> [SELECTED TEXT]
· · · · ·

Sterigenics is continuing to store a highly combustible, cancer-causing gas at the site of its shuttered plant near Smyrna, despite a request from Cobb County to remove the chemical, The Atlanta Journal-Constitution has learned.
The facility has been closed since August following public outcry over its ethylene oxide emissions.
The company is legally permitted to use the gas to sterilize medical equipment, but the chemical has come under scrutiny after the federal government reclassified it as a potent carcinogen in 2016.
In the months since Sterigenics closed, Cobb has revoked the facility's building permit and certificate of occupancy. County officials said the plant was incorrectly categorized as a "storage" facility when it should have been listed as "high hazard industrial."
The county and the company are now working with a third-party consultant to come up with a fire-safety plan that would allow issuance of the permits.
Following an inspection earlier this year, Cobb Spokesman Ross Cavitt said county officials “requested” Sterigenics remove ethylene oxide from the site until a determination is made about how much of the chemical could be stored there, and under what conditions.
“We have not had an on-site inspection since that request and do not know if Sterigenics has complied,” he wrote in an email last week.
Sterigenics said in a statement Wednesday that no ethylene oxide is being used at the plant at this time. But the statement confirmed that the chemical has not been removed.

· · · · ·

> [STUDY MATERIAL]
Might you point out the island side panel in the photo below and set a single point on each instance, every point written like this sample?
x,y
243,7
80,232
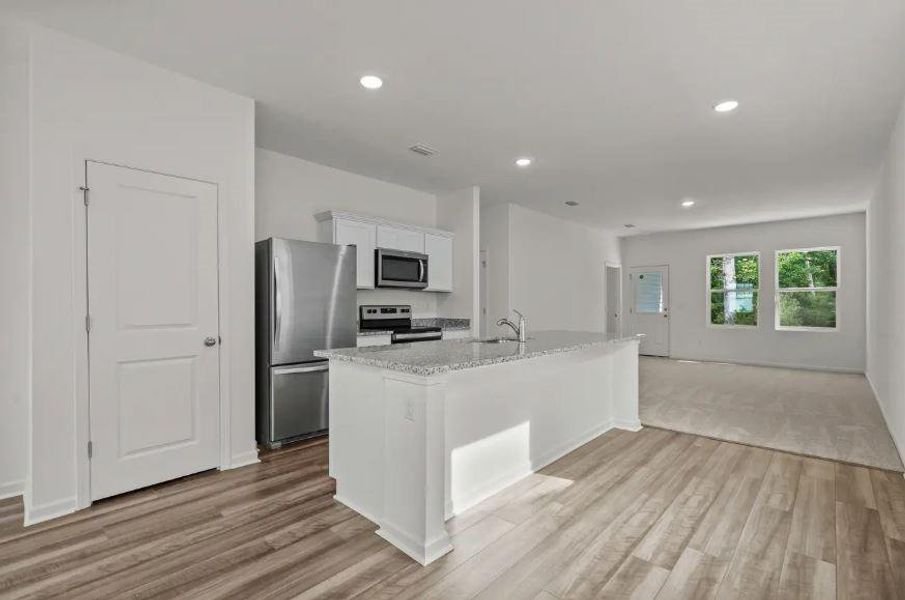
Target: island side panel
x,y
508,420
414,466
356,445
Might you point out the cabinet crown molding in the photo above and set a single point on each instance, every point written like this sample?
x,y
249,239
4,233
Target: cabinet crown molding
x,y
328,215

· · · · ·

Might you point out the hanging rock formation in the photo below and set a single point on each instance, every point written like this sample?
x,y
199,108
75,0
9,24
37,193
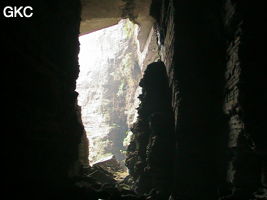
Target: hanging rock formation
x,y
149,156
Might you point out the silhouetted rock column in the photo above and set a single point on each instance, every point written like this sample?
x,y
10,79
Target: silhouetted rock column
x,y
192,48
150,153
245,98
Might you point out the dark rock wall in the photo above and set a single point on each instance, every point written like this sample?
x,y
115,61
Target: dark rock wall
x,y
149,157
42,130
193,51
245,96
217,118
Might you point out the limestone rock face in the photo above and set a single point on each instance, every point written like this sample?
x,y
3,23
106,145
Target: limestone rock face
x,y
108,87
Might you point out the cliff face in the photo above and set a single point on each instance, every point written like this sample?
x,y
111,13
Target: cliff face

· · · · ·

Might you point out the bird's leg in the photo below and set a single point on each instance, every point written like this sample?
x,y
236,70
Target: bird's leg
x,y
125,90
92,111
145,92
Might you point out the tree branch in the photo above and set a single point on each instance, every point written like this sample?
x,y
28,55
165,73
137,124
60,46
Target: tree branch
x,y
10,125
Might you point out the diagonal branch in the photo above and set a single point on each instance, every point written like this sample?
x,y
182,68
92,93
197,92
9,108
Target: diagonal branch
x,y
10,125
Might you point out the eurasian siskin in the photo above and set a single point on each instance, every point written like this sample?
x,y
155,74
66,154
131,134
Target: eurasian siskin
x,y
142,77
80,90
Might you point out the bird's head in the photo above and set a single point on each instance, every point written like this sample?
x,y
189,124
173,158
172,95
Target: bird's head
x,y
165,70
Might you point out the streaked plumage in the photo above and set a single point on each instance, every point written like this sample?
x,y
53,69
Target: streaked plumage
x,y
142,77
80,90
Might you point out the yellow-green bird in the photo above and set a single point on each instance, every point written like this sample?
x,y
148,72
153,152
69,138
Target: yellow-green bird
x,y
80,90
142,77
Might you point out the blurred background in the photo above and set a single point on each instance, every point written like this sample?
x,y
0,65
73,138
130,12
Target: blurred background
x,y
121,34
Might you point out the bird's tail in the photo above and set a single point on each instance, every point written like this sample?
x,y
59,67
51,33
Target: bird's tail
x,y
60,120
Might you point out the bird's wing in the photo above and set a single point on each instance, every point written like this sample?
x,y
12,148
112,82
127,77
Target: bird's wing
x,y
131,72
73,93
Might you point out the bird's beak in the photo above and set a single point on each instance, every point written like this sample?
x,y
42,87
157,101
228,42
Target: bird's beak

· · · · ·

> [EXERCISE SET]
1/ Quote the Sterigenics article from "The company is" up to and including "of the permits.".
2/ Write what comes next in the Sterigenics article, starting after its final sentence.
The rows come from a separate source.

> [ANSWERS BY TASK]
1/
The company is legally permitted to use the gas to sterilize medical equipment, but the chemical has come under scrutiny after the federal government reclassified it as a potent carcinogen in 2016.
In the months since Sterigenics closed, Cobb has revoked the facility's building permit and certificate of occupancy. County officials said the plant was incorrectly categorized as a "storage" facility when it should have been listed as "high hazard industrial."
The county and the company are now working with a third-party consultant to come up with a fire-safety plan that would allow issuance of the permits.

2/
“The only [ethylene oxide] at the facility is in drums stored in the designated safe storage area,” the statement said. “We have informed the county of the storage of those drums at the facility and they have visited the facility to observe that storage. No county official has instructed Sterigenics to remove the drums from the facility, and there is no need or code requirement to do so.”
In response to that statement, Cavitt said the county “disagrees” with Sterigenics’ assertion regarding the storage of ethylene oxide.
Janet Rau, president of Stop Sterigenics Georgia, a local grassroots organization, said the presence of ethylene oxide is what creates the “high hazard” category for which Sterigenics is not approved.
“Ethylene oxide should not be on the property until Sterigenics has met all high hazard requirements. Full stop,” Rau said. “This is illegal activity on the part of Sterigenics and the consequence of illegal activity should be that they are no longer allowed to operate a business in our county.”